---------- DATA SHOWN ----------

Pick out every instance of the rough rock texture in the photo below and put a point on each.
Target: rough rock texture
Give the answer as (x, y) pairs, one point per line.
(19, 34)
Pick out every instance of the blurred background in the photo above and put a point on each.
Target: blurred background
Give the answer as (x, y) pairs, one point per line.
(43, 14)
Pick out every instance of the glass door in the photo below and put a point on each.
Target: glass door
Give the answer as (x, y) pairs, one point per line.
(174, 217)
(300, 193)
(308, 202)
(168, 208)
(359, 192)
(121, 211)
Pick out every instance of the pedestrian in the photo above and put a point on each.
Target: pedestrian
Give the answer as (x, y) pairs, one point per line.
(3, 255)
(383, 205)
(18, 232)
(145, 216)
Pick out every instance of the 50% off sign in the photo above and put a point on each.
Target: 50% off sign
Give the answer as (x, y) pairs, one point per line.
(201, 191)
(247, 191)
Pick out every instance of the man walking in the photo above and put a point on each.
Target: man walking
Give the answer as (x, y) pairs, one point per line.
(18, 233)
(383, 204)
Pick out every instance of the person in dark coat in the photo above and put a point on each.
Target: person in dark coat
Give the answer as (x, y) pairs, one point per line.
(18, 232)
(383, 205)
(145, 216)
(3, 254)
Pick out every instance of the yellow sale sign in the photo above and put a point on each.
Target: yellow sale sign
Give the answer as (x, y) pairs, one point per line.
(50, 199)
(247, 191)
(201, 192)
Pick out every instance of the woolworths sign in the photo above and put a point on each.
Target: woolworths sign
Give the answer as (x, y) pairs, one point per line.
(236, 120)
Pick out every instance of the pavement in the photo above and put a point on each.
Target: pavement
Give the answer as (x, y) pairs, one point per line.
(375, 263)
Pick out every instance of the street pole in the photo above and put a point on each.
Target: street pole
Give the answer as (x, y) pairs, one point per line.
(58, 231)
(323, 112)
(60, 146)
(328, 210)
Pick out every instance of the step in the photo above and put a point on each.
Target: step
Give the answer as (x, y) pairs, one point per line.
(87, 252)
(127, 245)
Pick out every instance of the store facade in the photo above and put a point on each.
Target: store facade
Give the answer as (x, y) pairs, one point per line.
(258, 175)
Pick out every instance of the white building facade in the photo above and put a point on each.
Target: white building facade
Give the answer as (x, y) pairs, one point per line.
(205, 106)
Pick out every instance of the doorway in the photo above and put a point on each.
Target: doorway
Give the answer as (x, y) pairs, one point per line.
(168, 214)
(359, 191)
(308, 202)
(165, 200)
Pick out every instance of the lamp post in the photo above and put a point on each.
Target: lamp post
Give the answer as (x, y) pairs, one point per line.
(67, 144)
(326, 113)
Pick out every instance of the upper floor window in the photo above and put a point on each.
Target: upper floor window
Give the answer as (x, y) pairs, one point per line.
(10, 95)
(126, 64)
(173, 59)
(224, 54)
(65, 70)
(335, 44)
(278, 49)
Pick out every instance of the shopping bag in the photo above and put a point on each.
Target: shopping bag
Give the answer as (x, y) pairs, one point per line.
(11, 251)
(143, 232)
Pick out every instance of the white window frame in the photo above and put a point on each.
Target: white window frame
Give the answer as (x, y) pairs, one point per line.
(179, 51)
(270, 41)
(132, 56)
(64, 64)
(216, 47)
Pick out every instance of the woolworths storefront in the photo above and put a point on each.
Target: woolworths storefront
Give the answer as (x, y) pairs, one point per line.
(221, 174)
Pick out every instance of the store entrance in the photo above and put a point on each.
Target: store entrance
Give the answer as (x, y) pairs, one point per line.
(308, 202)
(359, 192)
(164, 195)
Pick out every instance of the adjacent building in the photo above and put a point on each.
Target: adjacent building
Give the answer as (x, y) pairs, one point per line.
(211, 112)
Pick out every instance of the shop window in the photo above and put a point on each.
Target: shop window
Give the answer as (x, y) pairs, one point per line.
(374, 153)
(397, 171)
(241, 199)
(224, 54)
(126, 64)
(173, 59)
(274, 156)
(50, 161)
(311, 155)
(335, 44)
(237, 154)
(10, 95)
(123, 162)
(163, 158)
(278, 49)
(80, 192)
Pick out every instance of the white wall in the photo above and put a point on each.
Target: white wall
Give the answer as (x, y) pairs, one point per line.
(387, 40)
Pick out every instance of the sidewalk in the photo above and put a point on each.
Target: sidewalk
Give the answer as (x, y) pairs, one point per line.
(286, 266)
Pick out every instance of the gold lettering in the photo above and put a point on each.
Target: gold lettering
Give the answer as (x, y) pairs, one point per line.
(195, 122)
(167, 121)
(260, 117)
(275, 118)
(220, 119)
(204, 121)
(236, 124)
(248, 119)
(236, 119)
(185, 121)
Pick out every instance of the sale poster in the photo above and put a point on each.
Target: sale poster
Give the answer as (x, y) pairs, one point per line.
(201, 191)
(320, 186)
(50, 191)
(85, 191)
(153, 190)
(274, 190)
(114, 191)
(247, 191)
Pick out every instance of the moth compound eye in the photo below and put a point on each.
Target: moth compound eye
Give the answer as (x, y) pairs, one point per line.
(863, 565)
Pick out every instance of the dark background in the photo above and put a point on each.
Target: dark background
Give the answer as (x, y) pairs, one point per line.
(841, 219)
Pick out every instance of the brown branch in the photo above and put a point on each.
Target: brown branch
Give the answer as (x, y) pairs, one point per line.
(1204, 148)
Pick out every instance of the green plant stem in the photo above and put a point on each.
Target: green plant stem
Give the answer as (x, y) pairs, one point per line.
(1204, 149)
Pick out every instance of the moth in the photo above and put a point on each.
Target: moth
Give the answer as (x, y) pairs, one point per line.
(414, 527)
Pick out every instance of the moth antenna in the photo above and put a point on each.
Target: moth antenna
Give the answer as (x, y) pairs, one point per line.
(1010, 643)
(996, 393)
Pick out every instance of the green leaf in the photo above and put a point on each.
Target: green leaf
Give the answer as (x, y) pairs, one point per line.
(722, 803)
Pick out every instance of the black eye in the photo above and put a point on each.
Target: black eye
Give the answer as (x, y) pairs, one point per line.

----------

DIRECTIONS FOR THIS TASK: Rewrite the records from the line holding "Pick out every instance of the moth compound" through the end of the records, both included, swapping every "moth" for "butterfly" and keeping all else unchanged.

WORKED SOLUTION:
Pick out every instance of the butterfly compound eye in the photo below and put a point on each.
Target: butterfly compound eye
Give the answer as (x, y) pairs, one point per line.
(863, 565)
Pick out every instance of the dark background in the photo above and put a point on each.
Target: dark background
Give the answer as (x, y) pairs, one point per line.
(841, 219)
Pick out every instance of the brown branch in the photo above and put a point on each.
Target: brown branch
Give the answer as (x, y) pairs, one point per line.
(1204, 148)
Pick out every instance of the green plant stem in the photo above and put a point on each.
Target: green plant stem
Give the answer as (x, y) pairs, one point per line.
(1204, 149)
Pick out every instance of the butterfly in the photo above and put a point on each.
Target: butterfly
Give the answer as (x, y) pairs, one point per line.
(414, 527)
Pick out every instance of the butterfly antenna in the photo above and put a point on each.
Target: butterfly antenna
Give the answer as (x, y) pairs, one point per line.
(1010, 643)
(996, 393)
Pick out every instance of the green leaf in the photo above and put a point on each.
Target: green leaf
Give the answer as (x, y) pairs, one point per line.
(722, 803)
Pick out every instance of the black eye in the photo above and put a point on each.
Target: black eye
Give the answer as (x, y) pairs, one point per line.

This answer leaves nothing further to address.